Aim of the exercise -
In the data below, find every line that has the string "tusk", and copy it.

Dataset entries -
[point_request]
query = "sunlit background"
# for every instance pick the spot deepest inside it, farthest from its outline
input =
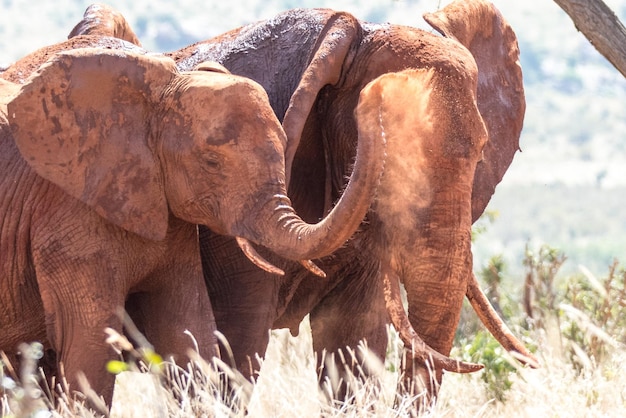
(566, 189)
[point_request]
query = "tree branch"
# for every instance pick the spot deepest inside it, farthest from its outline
(601, 27)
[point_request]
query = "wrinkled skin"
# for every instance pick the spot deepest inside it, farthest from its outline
(314, 65)
(334, 81)
(107, 168)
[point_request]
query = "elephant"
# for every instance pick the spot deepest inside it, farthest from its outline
(109, 161)
(451, 109)
(436, 99)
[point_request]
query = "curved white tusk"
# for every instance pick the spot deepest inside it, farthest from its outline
(310, 266)
(412, 341)
(256, 258)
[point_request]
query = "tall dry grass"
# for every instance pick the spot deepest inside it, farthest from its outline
(287, 387)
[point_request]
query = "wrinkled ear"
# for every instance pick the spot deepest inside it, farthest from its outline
(480, 27)
(101, 19)
(211, 66)
(325, 67)
(82, 123)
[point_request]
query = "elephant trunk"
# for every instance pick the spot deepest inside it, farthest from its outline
(278, 228)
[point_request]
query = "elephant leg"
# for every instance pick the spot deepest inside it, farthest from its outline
(76, 317)
(353, 313)
(164, 315)
(174, 299)
(243, 298)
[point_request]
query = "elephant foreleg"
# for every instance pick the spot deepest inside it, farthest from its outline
(349, 325)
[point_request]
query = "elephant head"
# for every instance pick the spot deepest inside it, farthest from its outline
(130, 136)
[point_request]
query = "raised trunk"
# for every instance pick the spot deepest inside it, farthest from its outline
(278, 228)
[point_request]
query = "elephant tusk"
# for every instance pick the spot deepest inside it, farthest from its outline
(419, 349)
(489, 317)
(310, 266)
(256, 258)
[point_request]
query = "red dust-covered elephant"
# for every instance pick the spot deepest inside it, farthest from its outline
(451, 109)
(109, 159)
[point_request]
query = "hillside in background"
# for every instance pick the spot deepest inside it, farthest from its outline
(565, 189)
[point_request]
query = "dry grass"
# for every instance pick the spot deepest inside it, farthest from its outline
(287, 387)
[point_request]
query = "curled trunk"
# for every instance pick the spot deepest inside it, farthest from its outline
(278, 228)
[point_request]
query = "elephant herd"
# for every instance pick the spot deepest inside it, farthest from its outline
(309, 164)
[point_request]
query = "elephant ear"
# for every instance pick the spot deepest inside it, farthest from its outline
(325, 67)
(104, 20)
(480, 27)
(212, 67)
(82, 122)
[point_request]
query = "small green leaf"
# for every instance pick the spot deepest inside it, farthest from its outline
(116, 367)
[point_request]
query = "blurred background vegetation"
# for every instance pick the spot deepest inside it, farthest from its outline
(546, 253)
(567, 186)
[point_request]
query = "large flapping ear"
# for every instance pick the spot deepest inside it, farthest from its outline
(101, 19)
(212, 67)
(480, 27)
(325, 67)
(82, 122)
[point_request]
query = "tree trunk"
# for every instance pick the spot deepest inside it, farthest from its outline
(601, 27)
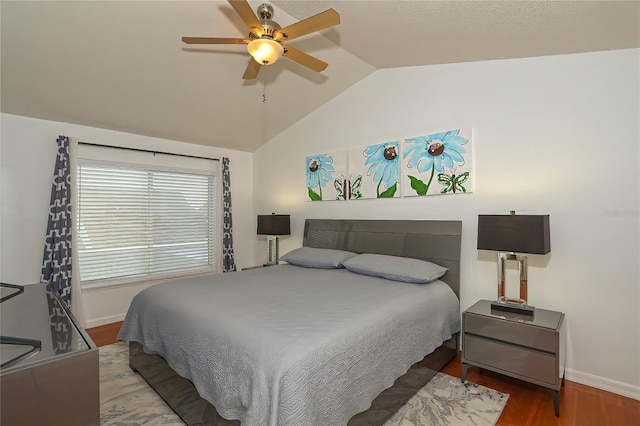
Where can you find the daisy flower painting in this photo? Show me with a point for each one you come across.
(438, 163)
(379, 166)
(321, 171)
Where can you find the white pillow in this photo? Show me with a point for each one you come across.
(395, 268)
(310, 257)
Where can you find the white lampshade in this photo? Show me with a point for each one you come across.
(265, 51)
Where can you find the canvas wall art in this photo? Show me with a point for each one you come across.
(438, 163)
(376, 169)
(323, 171)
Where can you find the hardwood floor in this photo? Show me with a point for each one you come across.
(528, 405)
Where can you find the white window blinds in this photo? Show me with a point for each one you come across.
(138, 222)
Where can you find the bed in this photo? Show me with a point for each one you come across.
(292, 344)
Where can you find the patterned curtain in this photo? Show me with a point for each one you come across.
(228, 262)
(56, 262)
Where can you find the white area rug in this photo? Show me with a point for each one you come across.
(126, 399)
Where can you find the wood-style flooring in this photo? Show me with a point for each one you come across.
(528, 405)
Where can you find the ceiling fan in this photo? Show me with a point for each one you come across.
(266, 37)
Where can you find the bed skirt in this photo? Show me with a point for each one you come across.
(183, 398)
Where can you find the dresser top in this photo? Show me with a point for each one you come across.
(541, 317)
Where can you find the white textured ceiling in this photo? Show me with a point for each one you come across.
(121, 65)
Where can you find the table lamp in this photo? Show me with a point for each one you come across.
(273, 225)
(513, 237)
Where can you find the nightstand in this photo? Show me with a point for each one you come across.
(529, 348)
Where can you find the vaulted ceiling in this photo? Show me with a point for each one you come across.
(121, 65)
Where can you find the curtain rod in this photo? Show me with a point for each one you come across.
(149, 151)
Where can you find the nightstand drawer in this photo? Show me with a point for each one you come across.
(512, 359)
(535, 337)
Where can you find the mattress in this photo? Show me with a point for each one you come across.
(287, 345)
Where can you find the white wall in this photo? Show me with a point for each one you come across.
(27, 155)
(551, 135)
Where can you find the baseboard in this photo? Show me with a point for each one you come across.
(602, 383)
(97, 322)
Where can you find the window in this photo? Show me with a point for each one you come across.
(139, 221)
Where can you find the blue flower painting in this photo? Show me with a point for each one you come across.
(384, 165)
(445, 156)
(320, 171)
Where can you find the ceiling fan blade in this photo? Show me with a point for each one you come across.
(252, 70)
(318, 22)
(304, 59)
(214, 40)
(243, 9)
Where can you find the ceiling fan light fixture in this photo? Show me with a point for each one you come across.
(265, 51)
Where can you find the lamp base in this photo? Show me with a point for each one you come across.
(513, 308)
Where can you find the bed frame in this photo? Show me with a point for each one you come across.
(432, 240)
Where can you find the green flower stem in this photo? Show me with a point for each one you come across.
(433, 169)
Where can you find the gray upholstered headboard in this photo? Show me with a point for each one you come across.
(437, 241)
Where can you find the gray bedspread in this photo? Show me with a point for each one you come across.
(287, 345)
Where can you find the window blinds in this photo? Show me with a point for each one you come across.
(138, 222)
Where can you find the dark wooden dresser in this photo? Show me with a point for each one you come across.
(55, 383)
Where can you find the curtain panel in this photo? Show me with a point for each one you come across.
(228, 261)
(57, 257)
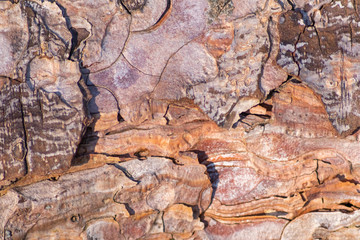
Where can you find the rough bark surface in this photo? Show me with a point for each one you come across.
(179, 119)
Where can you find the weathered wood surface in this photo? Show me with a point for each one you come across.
(178, 119)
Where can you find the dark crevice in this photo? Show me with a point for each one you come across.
(127, 174)
(317, 172)
(25, 133)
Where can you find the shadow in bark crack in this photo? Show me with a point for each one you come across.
(213, 175)
(90, 138)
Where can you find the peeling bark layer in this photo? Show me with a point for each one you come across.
(162, 119)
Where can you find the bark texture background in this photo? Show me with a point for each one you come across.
(179, 119)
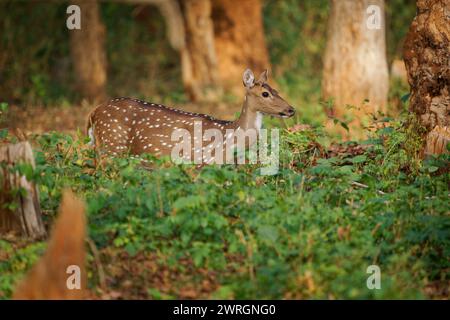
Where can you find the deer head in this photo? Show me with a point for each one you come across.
(263, 98)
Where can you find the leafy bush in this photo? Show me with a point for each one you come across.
(310, 231)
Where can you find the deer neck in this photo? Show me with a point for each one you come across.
(249, 119)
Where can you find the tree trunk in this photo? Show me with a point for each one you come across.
(25, 216)
(239, 40)
(200, 74)
(355, 67)
(88, 52)
(61, 272)
(427, 59)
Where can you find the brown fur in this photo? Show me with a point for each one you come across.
(135, 126)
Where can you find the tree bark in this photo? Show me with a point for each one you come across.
(355, 67)
(427, 59)
(200, 75)
(25, 218)
(88, 52)
(239, 40)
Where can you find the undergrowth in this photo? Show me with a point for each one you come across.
(309, 231)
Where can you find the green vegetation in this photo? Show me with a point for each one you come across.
(142, 64)
(308, 232)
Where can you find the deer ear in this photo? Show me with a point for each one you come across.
(248, 78)
(264, 77)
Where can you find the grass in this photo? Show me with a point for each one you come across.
(310, 231)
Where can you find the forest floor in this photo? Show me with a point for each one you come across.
(226, 232)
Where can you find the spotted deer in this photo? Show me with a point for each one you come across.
(135, 126)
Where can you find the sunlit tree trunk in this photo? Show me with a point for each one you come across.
(88, 52)
(190, 32)
(355, 68)
(239, 40)
(427, 59)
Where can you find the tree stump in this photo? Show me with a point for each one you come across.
(427, 60)
(25, 217)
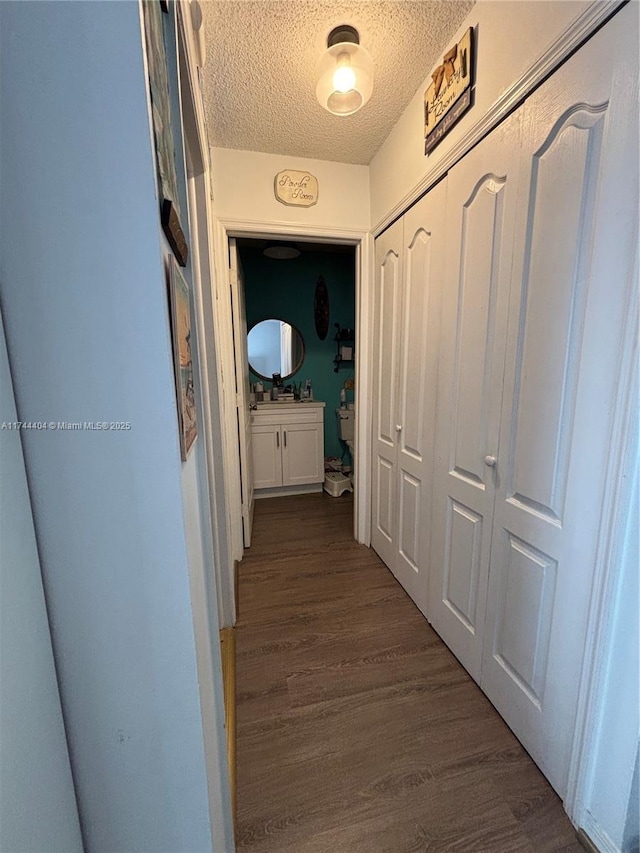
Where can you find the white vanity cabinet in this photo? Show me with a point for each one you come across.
(288, 448)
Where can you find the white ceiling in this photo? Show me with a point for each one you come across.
(259, 78)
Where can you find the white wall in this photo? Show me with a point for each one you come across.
(611, 810)
(84, 300)
(243, 189)
(510, 36)
(37, 802)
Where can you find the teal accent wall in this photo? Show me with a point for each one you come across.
(285, 290)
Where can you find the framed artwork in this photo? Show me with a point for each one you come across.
(163, 129)
(449, 95)
(183, 363)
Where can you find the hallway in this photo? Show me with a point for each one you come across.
(357, 730)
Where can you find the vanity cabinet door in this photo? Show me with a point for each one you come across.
(267, 456)
(302, 454)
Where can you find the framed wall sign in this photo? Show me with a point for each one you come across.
(295, 188)
(449, 95)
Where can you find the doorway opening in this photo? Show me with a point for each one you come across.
(299, 304)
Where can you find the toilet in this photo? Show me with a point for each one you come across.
(347, 430)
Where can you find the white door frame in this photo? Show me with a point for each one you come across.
(363, 243)
(217, 609)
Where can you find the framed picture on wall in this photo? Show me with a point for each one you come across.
(170, 215)
(183, 363)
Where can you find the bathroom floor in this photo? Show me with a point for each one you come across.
(357, 730)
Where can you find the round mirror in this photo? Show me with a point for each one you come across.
(275, 347)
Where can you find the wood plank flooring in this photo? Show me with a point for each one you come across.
(357, 730)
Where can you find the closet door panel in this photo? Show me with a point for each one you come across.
(562, 197)
(424, 237)
(480, 215)
(570, 296)
(387, 350)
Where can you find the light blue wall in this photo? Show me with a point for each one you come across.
(37, 802)
(285, 290)
(83, 294)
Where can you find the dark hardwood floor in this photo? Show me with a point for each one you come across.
(357, 730)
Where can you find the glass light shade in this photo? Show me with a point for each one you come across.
(340, 66)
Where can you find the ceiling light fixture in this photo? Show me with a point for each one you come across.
(281, 251)
(344, 73)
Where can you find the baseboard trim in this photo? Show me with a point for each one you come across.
(594, 839)
(228, 654)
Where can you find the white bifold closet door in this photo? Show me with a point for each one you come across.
(409, 259)
(521, 484)
(481, 211)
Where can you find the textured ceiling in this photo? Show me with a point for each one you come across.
(259, 78)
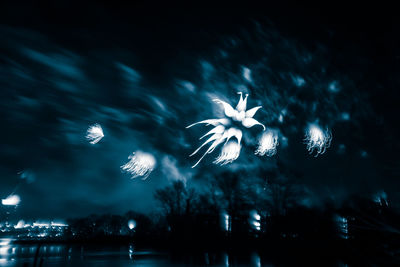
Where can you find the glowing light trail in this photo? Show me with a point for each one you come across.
(140, 164)
(94, 133)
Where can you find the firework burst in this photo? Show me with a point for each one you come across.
(224, 130)
(140, 164)
(94, 133)
(317, 140)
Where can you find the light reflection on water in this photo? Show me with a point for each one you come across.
(12, 254)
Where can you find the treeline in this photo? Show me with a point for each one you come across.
(267, 214)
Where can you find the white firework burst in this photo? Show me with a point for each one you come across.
(94, 133)
(317, 140)
(223, 131)
(267, 144)
(140, 164)
(229, 153)
(11, 200)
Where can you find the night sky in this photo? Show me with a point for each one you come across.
(144, 72)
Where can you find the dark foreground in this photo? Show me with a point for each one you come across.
(14, 253)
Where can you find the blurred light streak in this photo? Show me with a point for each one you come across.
(12, 200)
(94, 133)
(317, 140)
(267, 144)
(140, 164)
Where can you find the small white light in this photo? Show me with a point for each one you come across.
(140, 164)
(131, 224)
(12, 200)
(317, 140)
(94, 133)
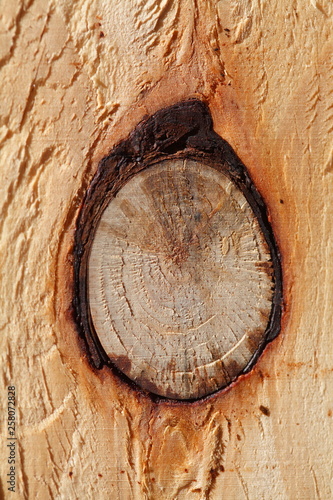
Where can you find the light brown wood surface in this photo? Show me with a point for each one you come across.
(76, 77)
(179, 292)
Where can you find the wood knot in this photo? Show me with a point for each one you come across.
(181, 271)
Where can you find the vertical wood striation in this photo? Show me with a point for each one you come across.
(69, 95)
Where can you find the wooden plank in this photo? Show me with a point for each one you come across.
(76, 79)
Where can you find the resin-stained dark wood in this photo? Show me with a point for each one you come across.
(177, 272)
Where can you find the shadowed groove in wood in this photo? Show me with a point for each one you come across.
(180, 280)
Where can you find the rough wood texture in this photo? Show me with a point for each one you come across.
(179, 294)
(76, 78)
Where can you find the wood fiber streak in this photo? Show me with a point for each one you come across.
(68, 95)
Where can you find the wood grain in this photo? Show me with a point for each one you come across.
(179, 291)
(68, 95)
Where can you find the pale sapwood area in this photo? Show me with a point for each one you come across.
(179, 293)
(76, 78)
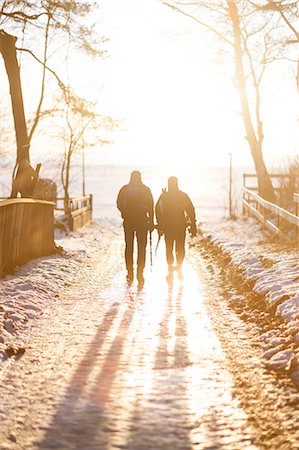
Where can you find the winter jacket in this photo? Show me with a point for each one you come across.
(174, 211)
(136, 204)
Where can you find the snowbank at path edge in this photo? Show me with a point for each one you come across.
(36, 285)
(273, 271)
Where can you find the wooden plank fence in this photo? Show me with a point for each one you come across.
(26, 231)
(276, 219)
(80, 211)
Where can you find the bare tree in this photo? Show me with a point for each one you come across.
(249, 41)
(288, 11)
(80, 118)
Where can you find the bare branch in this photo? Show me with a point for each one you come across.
(203, 24)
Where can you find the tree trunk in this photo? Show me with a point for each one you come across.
(67, 181)
(8, 50)
(265, 187)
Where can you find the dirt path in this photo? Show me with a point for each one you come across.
(117, 367)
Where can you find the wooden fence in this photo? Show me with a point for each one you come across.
(275, 218)
(26, 231)
(80, 211)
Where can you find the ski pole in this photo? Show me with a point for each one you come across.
(151, 249)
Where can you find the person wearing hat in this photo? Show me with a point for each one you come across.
(174, 213)
(136, 204)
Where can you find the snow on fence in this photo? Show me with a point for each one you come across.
(80, 211)
(275, 218)
(26, 231)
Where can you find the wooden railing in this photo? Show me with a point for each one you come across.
(80, 211)
(275, 218)
(26, 231)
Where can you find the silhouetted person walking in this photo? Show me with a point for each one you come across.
(136, 204)
(174, 213)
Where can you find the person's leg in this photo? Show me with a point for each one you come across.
(180, 247)
(141, 243)
(129, 239)
(169, 241)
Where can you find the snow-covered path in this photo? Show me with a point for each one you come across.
(111, 366)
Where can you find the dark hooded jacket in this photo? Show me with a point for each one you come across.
(136, 204)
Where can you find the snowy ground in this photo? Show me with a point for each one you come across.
(269, 270)
(35, 286)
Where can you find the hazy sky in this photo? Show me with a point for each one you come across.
(177, 106)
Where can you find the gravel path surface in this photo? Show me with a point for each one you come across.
(112, 366)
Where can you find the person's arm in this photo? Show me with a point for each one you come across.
(159, 215)
(120, 201)
(150, 210)
(190, 211)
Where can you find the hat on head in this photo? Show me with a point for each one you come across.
(173, 183)
(135, 176)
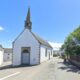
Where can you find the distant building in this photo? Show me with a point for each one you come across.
(56, 48)
(29, 48)
(7, 54)
(1, 54)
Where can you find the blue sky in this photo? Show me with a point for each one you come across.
(53, 20)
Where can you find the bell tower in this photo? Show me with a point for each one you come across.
(28, 23)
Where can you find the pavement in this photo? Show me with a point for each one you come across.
(53, 69)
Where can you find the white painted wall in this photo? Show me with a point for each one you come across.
(43, 52)
(1, 56)
(7, 57)
(26, 39)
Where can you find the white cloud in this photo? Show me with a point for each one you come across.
(55, 45)
(1, 28)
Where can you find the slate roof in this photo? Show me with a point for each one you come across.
(41, 41)
(7, 50)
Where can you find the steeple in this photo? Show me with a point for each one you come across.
(28, 23)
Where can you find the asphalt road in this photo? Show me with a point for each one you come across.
(53, 69)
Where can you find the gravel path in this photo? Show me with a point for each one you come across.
(53, 69)
(57, 70)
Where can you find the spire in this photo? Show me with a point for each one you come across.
(28, 22)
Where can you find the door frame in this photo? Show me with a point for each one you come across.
(22, 49)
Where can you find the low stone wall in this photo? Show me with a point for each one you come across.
(74, 62)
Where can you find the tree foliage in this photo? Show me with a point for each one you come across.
(70, 46)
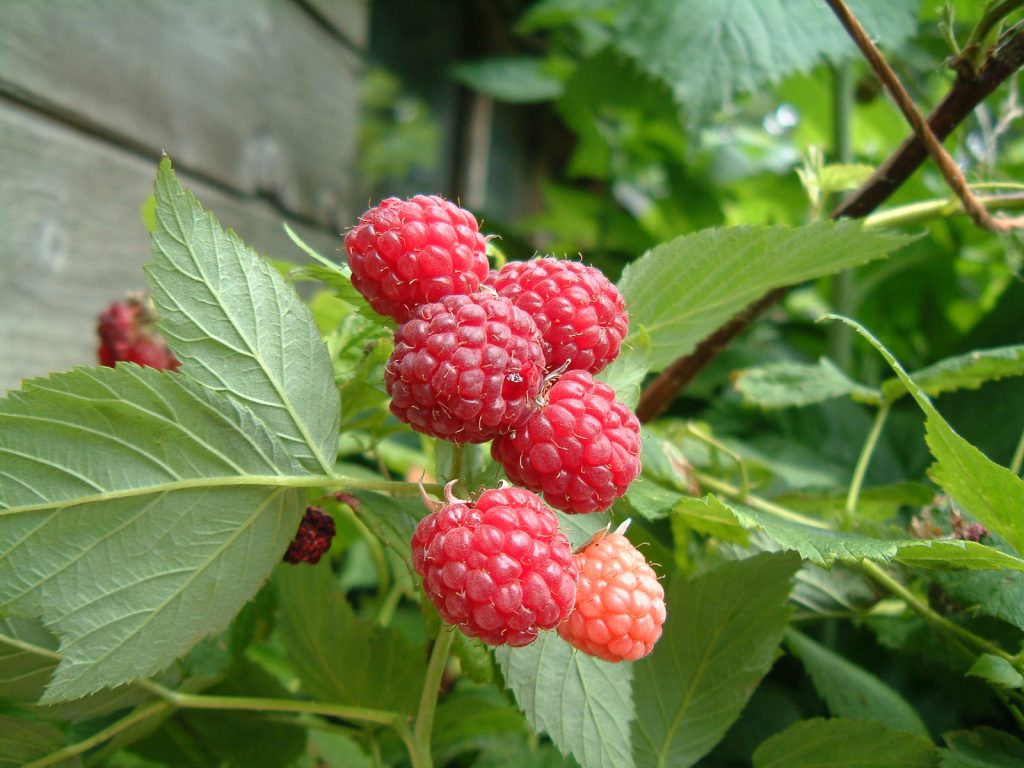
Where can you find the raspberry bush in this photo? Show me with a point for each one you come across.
(386, 523)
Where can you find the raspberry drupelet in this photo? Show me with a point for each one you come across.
(581, 314)
(409, 252)
(498, 568)
(581, 449)
(465, 369)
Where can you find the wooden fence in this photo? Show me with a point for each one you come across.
(256, 101)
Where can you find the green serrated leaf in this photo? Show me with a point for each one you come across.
(845, 743)
(324, 637)
(720, 639)
(94, 548)
(682, 291)
(239, 328)
(512, 79)
(963, 372)
(850, 690)
(997, 671)
(709, 52)
(982, 748)
(792, 384)
(990, 494)
(584, 704)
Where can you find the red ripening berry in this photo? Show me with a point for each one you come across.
(312, 539)
(582, 315)
(126, 334)
(407, 253)
(620, 606)
(498, 568)
(581, 449)
(465, 369)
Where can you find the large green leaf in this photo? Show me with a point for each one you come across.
(988, 492)
(721, 638)
(710, 51)
(239, 327)
(845, 743)
(850, 690)
(683, 290)
(584, 704)
(138, 512)
(324, 637)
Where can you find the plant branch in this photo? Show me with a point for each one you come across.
(954, 108)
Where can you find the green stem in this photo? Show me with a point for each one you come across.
(850, 509)
(138, 716)
(1018, 460)
(725, 488)
(428, 700)
(937, 621)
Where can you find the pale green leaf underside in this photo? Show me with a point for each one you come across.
(850, 690)
(682, 291)
(584, 704)
(138, 512)
(239, 327)
(720, 639)
(845, 743)
(791, 384)
(988, 492)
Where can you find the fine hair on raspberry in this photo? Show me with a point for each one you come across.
(465, 369)
(620, 608)
(582, 315)
(498, 568)
(581, 449)
(409, 252)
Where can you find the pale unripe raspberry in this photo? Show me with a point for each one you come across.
(620, 606)
(582, 315)
(409, 252)
(498, 568)
(581, 449)
(465, 369)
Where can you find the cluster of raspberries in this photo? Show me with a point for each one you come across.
(509, 356)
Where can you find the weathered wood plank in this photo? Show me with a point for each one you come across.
(73, 239)
(254, 94)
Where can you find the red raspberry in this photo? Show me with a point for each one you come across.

Answer -
query = "curved white tusk"
query = "elephant tusk"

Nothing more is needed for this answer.